**Document text:**
Retired Vice Adm. Ann Rondeau, president of the Naval Postgraduate School, moderates a panel at the WEST 2024 Conference in San Diego on Feb. 14.

Retired Vice Adm. Ann Rondeau, president of the Naval Postgraduate School (NPS), moderates a panel at the WEST 2024 Conference in San Diego on Feb. 14. The panel, “Neurons and Networks: Educating and Innovating Our Way to Decision Advantage,” featured U.S. Marine Corps Lt. Gen. Matthew Glavy, U.S. Navy Rear Adm. Doug Small, Navy Lt. Zachary Vrtis, and Justin Norman of the Defense Innovation Unit (DIU).

One of the U.S. Navy’s six Force Design Imperatives identified in the Chief of Naval Operations Navigation Plan (CNO NAVPLAN) is decision advantage – gaining an edge over potential adversaries by accelerating the Navy’s decision-making cycles using accurate data, resilient networks and artificial intelligence.

At the WEST 2024 Conference in San Diego, a diverse group of panelists joined retired Vice Adm. Ann Rondeau, president of the Naval Postgraduate School (NPS), on Feb. 14 to discuss the importance of decision advantage and the clearest way to achieve it: through education, research, and ultimately innovation.

The panel, titled “Neurons and Networks: Educating and Innovating Our Way to Decision Advantage,” sought to explore how the Navy and Marine Corps can leverage their learning and technical institutions more purposefully and work with industry partners to accelerate “concepts to capability” at greater speed and scale.

“Neurons and networks, they both require interconnectivity. They both require a relationship, whether or not it is with neurons or with others in a network,” said Rondeau, who served as the panel’s moderator. “What we are after is understanding the neurons and the networks that will keep us not only alive, but also fighting the fight and winning the fight.”

During the free-flowing, hour-long discussion, which featured panelists asking questions of each other, Rondeau was joined by two senior Department of the Navy leaders – U.S. Marine Corps Lt. Gen. Matthew Glavy, Deputy Commandant for Information, and U.S. Navy Rear Adm. Doug Small, commander of Naval Information Warfare Systems Command (NAVWAR).

The other panelists were Ph.D. students – Navy Lt. Zachary Vrtis, an NPS student pursuing his doctorate in mechanical engineering, and Justin Norman, Acting Portfolio Director/Technical Director for Artificial Intelligence and Machine Learning at the Defense Innovation Unit (DIU) and a Marine Corps Reserve officer.

As the Marines’ top officer on Information Environment matters, Glavy offered his perspective on information as a function of warfighting, as well as using information to gain decision advantage – part of what Glavy describes as helping Marines “make their own luck.”

**Provided information:**

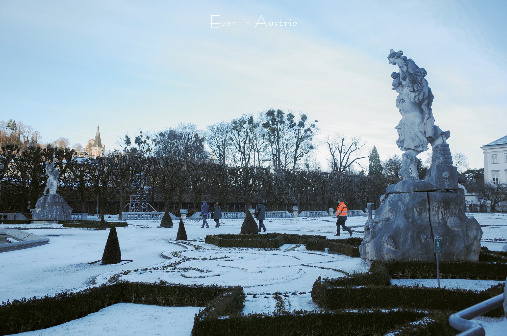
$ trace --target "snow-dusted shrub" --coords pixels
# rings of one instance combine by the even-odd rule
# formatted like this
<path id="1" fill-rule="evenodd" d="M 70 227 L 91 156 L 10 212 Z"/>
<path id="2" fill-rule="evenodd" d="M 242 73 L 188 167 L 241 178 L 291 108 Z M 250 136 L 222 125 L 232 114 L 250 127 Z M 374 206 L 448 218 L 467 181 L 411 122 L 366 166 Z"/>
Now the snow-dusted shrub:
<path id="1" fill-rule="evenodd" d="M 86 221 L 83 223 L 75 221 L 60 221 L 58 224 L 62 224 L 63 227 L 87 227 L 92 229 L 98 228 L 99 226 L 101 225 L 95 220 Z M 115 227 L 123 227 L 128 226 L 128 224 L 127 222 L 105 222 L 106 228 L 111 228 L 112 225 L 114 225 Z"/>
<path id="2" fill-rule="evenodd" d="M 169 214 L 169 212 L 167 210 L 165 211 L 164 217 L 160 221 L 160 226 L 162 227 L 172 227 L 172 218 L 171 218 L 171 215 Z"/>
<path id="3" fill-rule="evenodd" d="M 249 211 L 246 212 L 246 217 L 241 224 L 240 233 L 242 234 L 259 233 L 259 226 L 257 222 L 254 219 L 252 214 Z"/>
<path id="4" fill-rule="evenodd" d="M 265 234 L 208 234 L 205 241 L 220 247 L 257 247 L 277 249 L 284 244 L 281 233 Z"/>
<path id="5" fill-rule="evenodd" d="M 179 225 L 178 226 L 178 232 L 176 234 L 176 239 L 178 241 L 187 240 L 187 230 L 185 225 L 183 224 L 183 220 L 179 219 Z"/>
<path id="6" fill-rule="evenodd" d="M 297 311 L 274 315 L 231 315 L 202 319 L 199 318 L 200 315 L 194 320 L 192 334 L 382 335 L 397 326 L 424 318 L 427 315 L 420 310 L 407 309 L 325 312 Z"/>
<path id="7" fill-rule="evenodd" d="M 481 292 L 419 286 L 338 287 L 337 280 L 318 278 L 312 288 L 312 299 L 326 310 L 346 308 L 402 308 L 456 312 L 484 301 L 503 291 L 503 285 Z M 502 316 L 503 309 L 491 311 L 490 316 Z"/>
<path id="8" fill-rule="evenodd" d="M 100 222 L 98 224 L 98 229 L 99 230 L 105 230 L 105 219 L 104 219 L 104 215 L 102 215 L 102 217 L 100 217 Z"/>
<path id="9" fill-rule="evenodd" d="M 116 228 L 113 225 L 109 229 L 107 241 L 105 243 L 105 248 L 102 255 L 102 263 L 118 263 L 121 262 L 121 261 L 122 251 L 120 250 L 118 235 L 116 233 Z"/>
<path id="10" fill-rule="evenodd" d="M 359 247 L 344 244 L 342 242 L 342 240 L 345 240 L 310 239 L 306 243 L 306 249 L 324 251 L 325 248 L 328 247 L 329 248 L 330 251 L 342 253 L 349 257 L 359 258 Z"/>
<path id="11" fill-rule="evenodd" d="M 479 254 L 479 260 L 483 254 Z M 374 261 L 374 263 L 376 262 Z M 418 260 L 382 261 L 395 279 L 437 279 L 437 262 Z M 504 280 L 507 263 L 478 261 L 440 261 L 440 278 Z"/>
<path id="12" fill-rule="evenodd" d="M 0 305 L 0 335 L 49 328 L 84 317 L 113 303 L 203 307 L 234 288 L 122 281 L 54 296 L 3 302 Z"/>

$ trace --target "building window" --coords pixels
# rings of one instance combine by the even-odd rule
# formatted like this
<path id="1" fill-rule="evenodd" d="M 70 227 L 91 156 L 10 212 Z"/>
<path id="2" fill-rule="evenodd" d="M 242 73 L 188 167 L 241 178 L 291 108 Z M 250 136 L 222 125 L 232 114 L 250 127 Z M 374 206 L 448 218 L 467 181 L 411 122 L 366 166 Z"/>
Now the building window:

**Written problem 1:** Can you extract everything in the WEST 2024 panel text from "At the WEST 2024 Conference in San Diego, a" down to "and ultimately innovation.", word for word?
**Written problem 2:** Could you extend the WEST 2024 panel text past its final sentence?

**Right answer 1:**
At the WEST 2024 Conference in San Diego, a diverse group of panelists joined retired Vice Adm. Ann Rondeau, president of the Naval Postgraduate School (NPS), on Feb. 14 to discuss the importance of decision advantage and the clearest way to achieve it: through education, research, and ultimately innovation.

**Right answer 2:**
“All the people in uniform know this, but information is one of the seven joint warfighting functions,” said Glavy. “So it's important that we truly understand why that is important – that commanders and staffs, if they don't plan to how they're going to use information and then execute to it, they're not going to be successful.”

Glavy also talked about the importance of command and control in achieving decision advantage.

“Command and control, really the essence of it, gets to decision making, right? I mean, that is the core piece of how commanders ultimately command and control,” said Glavy. “Command and control is, how does one gain that decision advantage in a timely fashion - combining with experience to ultimately gain that advantage.”

Small picked up on Glavy’s comments and talked about how decision advantage can be enabled through high-priority projects such as Project Overmatch, a Department of the Navy effort to deliver a more lethal, better-connected fleet of the future.

“From the systems command perspective and Overmatch, what we've been trying to do is, how do you measure decision advantage?” said Small. “We throw that term around, but how do we measure it? Some of that is getting into, how do commanders make decisions?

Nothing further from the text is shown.